» Required tasks
(a) Answer these questions from the text on the Tamil Tigers, one answer per line:
(i) How many ocean-going vessels make up the group's merchant fleet?
(ii) In which country were the guns on the ships the government claims to have sunk bought?
(iii) In what month and year did Mr Rajapakse win election?
(b) Name every country where the text on the Tamil Tigers places the Tamil diaspora.
(c) Write a continuation of the text on the Tamil Tigers, starting after its last sentence.

» Text for analysis
_ _ _ _

A main reason for the Tigers' success is their support base: a loyal and prosperous Tamil diaspora in America, Canada, Britain and Australia. Around 700,000 refugees from the current conflict are among them. The Tigers tax these exiles. Involvement in criminal schemes, notably credit-card fraud, also provides cash to buy arms. To bring in the guns, bought from South-East Asian arms dealers, the group has a merchant fleet of ten ocean-going vessels. In recent months the government claims to have sunk three of these ships, laden with guns bought in Indonesia. It seems, however, that these were different vessels, chartered for the task.

Whatever General Fonseka is planning, a military end to the war looks impossible. A pity, then, that Mr Rajapakse looks so incapable of peacemaking. He won election in November 2005 in part by promising the Sinhalese masses a less conciliatory approach to the Tigers than that shown by his opponent, Ranil Wickremesinghe, a former prime minister. By agreeing to a ceasefire, which recognised the Tigers' control of the north, Mr Wickremesinghe had riled many Sinhalese nationalists.

_ _ _ _

» Material provided

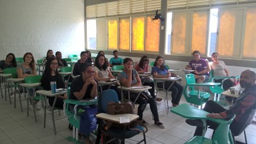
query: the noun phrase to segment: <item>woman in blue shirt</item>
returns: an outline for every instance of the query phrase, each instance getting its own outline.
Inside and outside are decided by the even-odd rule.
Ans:
[[[166,69],[164,65],[164,58],[162,56],[157,56],[156,59],[154,67],[152,69],[152,74],[154,77],[157,78],[168,78],[171,76],[177,76],[175,74],[171,74]],[[167,90],[173,82],[166,81],[164,82],[164,89]],[[162,83],[158,83],[157,88],[163,88],[163,86]],[[176,81],[169,89],[172,92],[172,103],[173,107],[179,105],[180,102],[181,95],[182,95],[183,87]]]
[[[137,71],[132,69],[133,61],[129,58],[126,58],[124,60],[124,71],[120,73],[118,78],[122,85],[125,87],[139,86],[141,86],[141,81],[140,80],[139,74]],[[131,93],[130,99],[132,101],[134,101],[137,97],[138,93]],[[155,125],[161,129],[164,129],[164,125],[160,122],[157,112],[157,108],[156,104],[156,100],[148,92],[148,91],[141,92],[141,93],[138,97],[136,102],[140,104],[138,108],[138,115],[139,115],[139,120],[142,123],[146,123],[143,119],[143,113],[146,108],[147,103],[149,103],[150,111],[154,116]]]

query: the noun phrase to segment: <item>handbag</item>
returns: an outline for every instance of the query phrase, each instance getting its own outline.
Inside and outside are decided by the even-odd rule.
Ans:
[[[96,114],[98,111],[97,107],[86,108],[85,111],[81,113],[80,118],[80,132],[83,134],[90,134],[97,129]]]
[[[134,114],[134,109],[131,102],[124,103],[115,103],[111,102],[108,104],[108,113],[109,115],[119,115],[124,113]],[[115,123],[112,122],[107,122],[108,127],[121,128],[124,127],[124,124]],[[129,128],[134,127],[136,125],[136,121],[132,122],[129,124],[126,124],[126,127]]]

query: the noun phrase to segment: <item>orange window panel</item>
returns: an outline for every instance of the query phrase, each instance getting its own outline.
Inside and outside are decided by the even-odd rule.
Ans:
[[[236,13],[225,11],[220,19],[218,52],[220,55],[232,56],[236,25]]]
[[[245,27],[243,56],[256,57],[256,10],[248,8]]]
[[[108,49],[117,49],[117,20],[109,20],[108,27]],[[99,33],[100,33],[99,31]]]
[[[144,51],[145,18],[132,19],[132,51]]]
[[[159,51],[160,20],[152,20],[147,18],[146,51]]]
[[[193,20],[191,51],[199,51],[205,53],[208,13],[207,12],[195,12]]]
[[[130,20],[123,19],[119,20],[119,49],[130,49]]]
[[[173,15],[172,50],[173,52],[185,52],[186,37],[186,13],[175,13]]]

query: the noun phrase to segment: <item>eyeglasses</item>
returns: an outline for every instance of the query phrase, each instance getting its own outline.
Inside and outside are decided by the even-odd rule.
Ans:
[[[90,74],[94,74],[94,73],[95,72],[94,71],[86,71],[86,73]]]
[[[51,65],[58,65],[58,63],[51,63]]]

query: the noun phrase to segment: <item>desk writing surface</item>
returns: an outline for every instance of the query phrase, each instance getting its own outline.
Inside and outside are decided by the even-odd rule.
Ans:
[[[220,83],[191,83],[188,86],[214,86],[220,85]]]
[[[191,106],[188,104],[182,104],[179,106],[171,109],[171,111],[179,116],[188,119],[206,119],[211,120],[218,124],[225,122],[224,119],[216,119],[207,117],[206,115],[209,113],[196,107]]]
[[[239,95],[236,95],[234,93],[232,93],[230,89],[223,92],[221,93],[221,95],[224,95],[225,96],[230,97],[234,97],[234,98],[237,98],[239,97]]]
[[[60,74],[61,75],[68,75],[68,74],[71,74],[71,72],[59,72]]]
[[[0,77],[11,77],[11,74],[0,74]]]
[[[7,79],[9,81],[12,81],[12,82],[21,82],[24,81],[24,79],[23,78],[10,78]]]
[[[154,80],[156,81],[177,81],[179,79],[182,79],[181,77],[170,77],[168,78],[157,78],[157,77],[153,77]]]
[[[48,97],[55,97],[58,95],[63,95],[67,93],[67,90],[56,92],[55,93],[52,93],[51,90],[38,90],[36,91],[36,93],[40,95],[46,95]]]
[[[138,88],[138,87],[141,88]],[[121,89],[122,90],[130,91],[132,92],[143,92],[143,91],[152,88],[152,87],[149,86],[134,86],[134,88],[133,88],[132,86],[129,87],[129,88],[124,87],[124,86],[118,86],[118,88],[119,89]]]
[[[131,113],[124,113],[119,115],[109,115],[108,113],[99,113],[96,115],[97,118],[109,120],[116,123],[120,123],[120,117],[125,117],[128,116],[130,119],[130,122],[132,122],[134,120],[139,118],[139,116],[137,115],[133,115]]]
[[[22,86],[22,87],[35,87],[37,86],[40,85],[40,83],[20,83],[19,85]]]

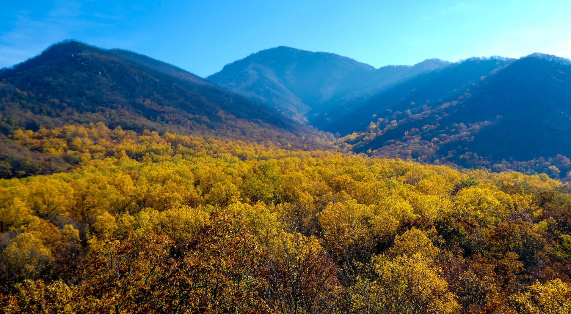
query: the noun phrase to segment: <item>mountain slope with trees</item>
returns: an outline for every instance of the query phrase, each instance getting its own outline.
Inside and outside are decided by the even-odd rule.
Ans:
[[[5,134],[18,128],[100,121],[138,132],[171,131],[285,144],[293,144],[297,135],[319,134],[174,66],[74,41],[3,69],[0,99],[0,130]]]
[[[564,177],[570,74],[568,60],[540,54],[468,60],[384,92],[323,129],[353,132],[341,141],[356,152]]]
[[[314,115],[340,103],[449,63],[430,59],[413,66],[375,69],[335,54],[281,46],[227,64],[207,79],[297,120],[311,122]]]

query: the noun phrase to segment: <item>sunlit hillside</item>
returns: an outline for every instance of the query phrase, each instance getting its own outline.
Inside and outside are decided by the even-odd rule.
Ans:
[[[4,313],[570,306],[571,191],[546,174],[100,123],[11,140],[78,162],[0,180]]]

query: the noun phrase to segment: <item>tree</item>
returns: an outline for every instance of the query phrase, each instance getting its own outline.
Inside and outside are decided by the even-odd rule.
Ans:
[[[517,313],[564,314],[571,312],[571,285],[557,279],[544,284],[538,281],[527,291],[512,297]]]
[[[451,314],[459,309],[440,270],[420,255],[392,260],[377,255],[370,267],[351,288],[356,313]]]

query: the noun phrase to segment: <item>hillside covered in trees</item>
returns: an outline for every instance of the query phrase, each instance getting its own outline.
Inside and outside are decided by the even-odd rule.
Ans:
[[[0,313],[566,313],[566,62],[54,45],[0,71]]]
[[[569,181],[570,64],[534,54],[375,69],[280,47],[208,79],[335,134],[357,153]]]
[[[327,137],[170,64],[75,41],[0,70],[0,132],[103,122],[111,127],[303,147]]]
[[[3,313],[571,306],[571,191],[545,174],[102,123],[13,140],[81,162],[0,180]]]
[[[349,111],[354,97],[372,96],[450,63],[429,59],[378,69],[335,54],[278,47],[227,64],[208,80],[300,121],[330,110]],[[333,132],[335,133],[335,132]]]

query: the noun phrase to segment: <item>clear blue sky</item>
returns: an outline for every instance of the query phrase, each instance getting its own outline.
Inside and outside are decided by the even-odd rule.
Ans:
[[[428,58],[571,58],[571,1],[0,0],[0,67],[73,38],[202,76],[288,46],[376,67]]]

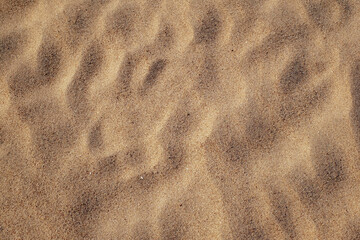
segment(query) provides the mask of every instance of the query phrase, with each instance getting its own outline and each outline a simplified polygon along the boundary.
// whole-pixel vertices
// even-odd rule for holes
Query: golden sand
[[[0,0],[0,239],[360,239],[360,1]]]

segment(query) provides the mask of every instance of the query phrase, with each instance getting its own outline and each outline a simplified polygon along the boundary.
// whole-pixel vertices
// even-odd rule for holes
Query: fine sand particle
[[[360,239],[360,1],[0,0],[0,239]]]

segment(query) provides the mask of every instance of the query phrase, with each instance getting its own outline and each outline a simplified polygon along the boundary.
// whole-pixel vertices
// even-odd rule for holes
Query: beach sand
[[[0,239],[360,239],[358,0],[0,0]]]

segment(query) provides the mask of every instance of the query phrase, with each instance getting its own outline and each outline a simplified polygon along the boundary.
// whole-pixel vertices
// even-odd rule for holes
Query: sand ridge
[[[358,239],[356,0],[0,1],[0,239]]]

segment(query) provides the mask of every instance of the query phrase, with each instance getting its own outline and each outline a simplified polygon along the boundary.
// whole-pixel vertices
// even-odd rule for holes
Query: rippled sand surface
[[[358,0],[0,0],[0,239],[360,239]]]

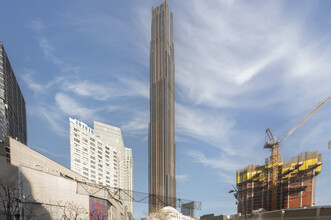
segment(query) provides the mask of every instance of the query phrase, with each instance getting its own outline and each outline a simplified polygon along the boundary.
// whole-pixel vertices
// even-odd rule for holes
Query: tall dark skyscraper
[[[152,10],[150,48],[149,212],[176,206],[175,65],[172,12]]]
[[[25,101],[5,49],[0,42],[0,139],[27,144]],[[2,149],[3,150],[3,149]],[[7,152],[9,150],[7,149]],[[7,154],[8,155],[8,154]]]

_ _ _ _

» Answers for the exercise
(a)
(i) Ten
(ii) Indonesia
(iii) November 2005

(b) America, Canada, Britain, Australia

(c)
Those nationalists—led by a bigoted Buddhist clergy, whose small but shrill political party shares power with Mr Rajapakse's Sri Lanka Freedom Party—considered the ceasefire a precursor to splitting the country. Since in their view the Sinhalese are the sole owners of Sri Lanka, and all minorities are alien to it, this was unacceptable. Though the monks' orange-robed parliamentary leader, the Venerable Athuraliye Rathana, wants peace for most sentient beings, Tamil rebels are clearly excluded. “Day by day we are weakening them with our military force,” he says. “Talk can come later.”


The second secret to Mr Rajapakse's election was that, at the Tigers' command, north-eastern Tamils did not vote. Had they done so, most would have plumped for Mr Wickremesinghe, whose peacemaking delivered freedoms to travel and trade that they had not enjoyed in decades. This had represented a challenge to Mr Prabhakaran. Autocratic to his fingertips, incapable of sharing power even with trusted deputies such as Colonel Karuna, he wanted out of the peace process.

Mr Prabhakaran declared the election a Sinhalese affair, not for independence-seeking Tamils. A Sinhalese-chauvinist government suits Mr Prabhakaran, helping bolster Tamil support for the Tigers. Recent reports have even suggested that he struck a secret deal with the opportunistic Mr Rajapakse. In return for, in effect, delivering Mr Rajapakse to power, Mr Prabhakaran was promised cash, Colonel Karuna in chains and recognition of the Tigers' control of the east. Yet no sooner was Mr Rajapakse elected than both sides were shelling and murdering each other. Within six months, the war was back on.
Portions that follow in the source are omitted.